We are doing science for policy
The Joint Research Centre (JRC) is the European Commission's science and knowledge service which employs scientists to carry out research in order to provide independent scientific advice and support to EU policy.
A more widespread use of genomic methods could facilitate assessing the environmental state of marine waters, according to a JRC co-authored paper in the Marine Pollution Bulletin. Genomics is the science that uses nucleotide sequences (DNA or RNA) to analyse biological systems and several genomic approaches – such as DNA barcoding or metagenomics – can lead to more reliable taxonomic identification and faster monitoring results.
With its Water Framework Directive and Marine Strategy Framework Directive the European Union aims to achieve 'good environmental status' (GES) of EU waters by 2020. The maintenance of biodiversity is key to reaching this goal and to ensure that marine waters are kept in good condition, accurate monitoring data is needed.
Genomic analysis methods have been continuously refined and provide quick, accurate and in-depth information of the marine environment. The paper recommends that the potential of genomics be disseminated among European-wide networks working with marine observation and maps different genomic techniques, comparing the cost and added values with traditional environmental monitoring.
DNA barcoding, for instance, consists in assigning a unique 'DNA barcode' (a short standardised DNA fragment) to a specimen or sample of a species, and comparing it against a reference database. This technique allows species names to be assigned to specimens or samples that are challenging or impossible to identify otherwise. Another example is metagenomics, which examines genetic material directly in its natural environment, no longer isolating or cloning individual species. This method is mainly used for studying communities of microbial organisms. These and other genomic tools will likely be widely used in the next-generation global marine monitoring programmes.

* ACTION ITEM: According to the passage on genomics and marine monitoring, by what year does the European Union aim to reach "good environmental status" for EU waters?

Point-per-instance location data
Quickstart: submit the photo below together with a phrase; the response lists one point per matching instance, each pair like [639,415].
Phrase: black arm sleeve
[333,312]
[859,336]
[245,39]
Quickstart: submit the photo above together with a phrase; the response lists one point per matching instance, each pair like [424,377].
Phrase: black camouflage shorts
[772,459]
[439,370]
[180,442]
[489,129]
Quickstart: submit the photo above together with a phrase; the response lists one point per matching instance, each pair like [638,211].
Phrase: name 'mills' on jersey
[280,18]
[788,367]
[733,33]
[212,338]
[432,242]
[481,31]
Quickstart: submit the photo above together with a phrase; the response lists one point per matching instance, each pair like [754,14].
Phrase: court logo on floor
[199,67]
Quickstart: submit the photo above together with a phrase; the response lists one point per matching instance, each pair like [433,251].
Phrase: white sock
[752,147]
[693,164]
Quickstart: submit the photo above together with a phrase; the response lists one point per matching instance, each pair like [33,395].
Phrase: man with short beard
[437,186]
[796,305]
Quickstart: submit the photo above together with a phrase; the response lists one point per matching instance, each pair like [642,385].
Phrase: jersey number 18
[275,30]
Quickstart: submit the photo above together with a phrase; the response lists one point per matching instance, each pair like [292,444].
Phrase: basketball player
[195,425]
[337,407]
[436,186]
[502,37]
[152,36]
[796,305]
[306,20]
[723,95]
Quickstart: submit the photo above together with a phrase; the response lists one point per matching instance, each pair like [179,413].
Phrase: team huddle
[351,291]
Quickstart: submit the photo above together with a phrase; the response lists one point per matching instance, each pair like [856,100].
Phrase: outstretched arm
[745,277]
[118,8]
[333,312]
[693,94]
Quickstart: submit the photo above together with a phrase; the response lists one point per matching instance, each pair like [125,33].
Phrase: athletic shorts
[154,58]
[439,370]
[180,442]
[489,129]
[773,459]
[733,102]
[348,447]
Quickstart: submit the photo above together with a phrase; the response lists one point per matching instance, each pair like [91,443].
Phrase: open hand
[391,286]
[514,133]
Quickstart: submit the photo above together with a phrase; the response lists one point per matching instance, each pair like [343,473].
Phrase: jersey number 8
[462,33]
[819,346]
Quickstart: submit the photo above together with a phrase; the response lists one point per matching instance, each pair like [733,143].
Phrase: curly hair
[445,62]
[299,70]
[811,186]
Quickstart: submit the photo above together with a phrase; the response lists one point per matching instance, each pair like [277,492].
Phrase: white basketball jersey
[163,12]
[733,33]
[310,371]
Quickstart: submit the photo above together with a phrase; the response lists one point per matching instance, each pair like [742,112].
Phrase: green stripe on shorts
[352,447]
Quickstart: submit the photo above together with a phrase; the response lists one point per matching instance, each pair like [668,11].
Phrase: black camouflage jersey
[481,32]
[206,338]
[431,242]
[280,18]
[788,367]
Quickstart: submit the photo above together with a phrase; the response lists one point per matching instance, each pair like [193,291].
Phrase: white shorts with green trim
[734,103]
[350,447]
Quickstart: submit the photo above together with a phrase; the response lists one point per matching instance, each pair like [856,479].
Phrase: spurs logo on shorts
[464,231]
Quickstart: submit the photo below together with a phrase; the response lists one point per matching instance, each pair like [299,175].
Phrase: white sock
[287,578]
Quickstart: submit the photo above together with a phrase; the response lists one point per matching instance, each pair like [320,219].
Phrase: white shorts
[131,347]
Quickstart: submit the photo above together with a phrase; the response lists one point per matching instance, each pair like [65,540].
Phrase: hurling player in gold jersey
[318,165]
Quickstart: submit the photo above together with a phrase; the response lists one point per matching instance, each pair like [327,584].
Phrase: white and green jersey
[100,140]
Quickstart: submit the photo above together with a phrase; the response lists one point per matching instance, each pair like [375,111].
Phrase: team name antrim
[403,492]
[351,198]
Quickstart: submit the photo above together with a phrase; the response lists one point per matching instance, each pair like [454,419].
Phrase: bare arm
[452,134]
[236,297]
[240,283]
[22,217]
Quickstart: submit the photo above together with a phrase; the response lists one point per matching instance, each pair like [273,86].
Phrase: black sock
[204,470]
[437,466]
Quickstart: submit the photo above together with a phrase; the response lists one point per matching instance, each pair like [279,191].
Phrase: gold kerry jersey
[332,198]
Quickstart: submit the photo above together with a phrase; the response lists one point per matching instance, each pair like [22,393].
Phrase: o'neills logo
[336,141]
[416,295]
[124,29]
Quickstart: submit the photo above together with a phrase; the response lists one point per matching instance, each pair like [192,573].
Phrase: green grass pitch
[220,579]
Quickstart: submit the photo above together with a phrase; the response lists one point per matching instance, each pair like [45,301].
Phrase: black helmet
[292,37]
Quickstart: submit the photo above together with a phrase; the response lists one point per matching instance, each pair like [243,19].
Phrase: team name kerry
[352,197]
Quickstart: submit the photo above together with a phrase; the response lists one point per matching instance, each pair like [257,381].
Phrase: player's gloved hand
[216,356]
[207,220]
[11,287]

* EXERCISE RESULT: By 2020.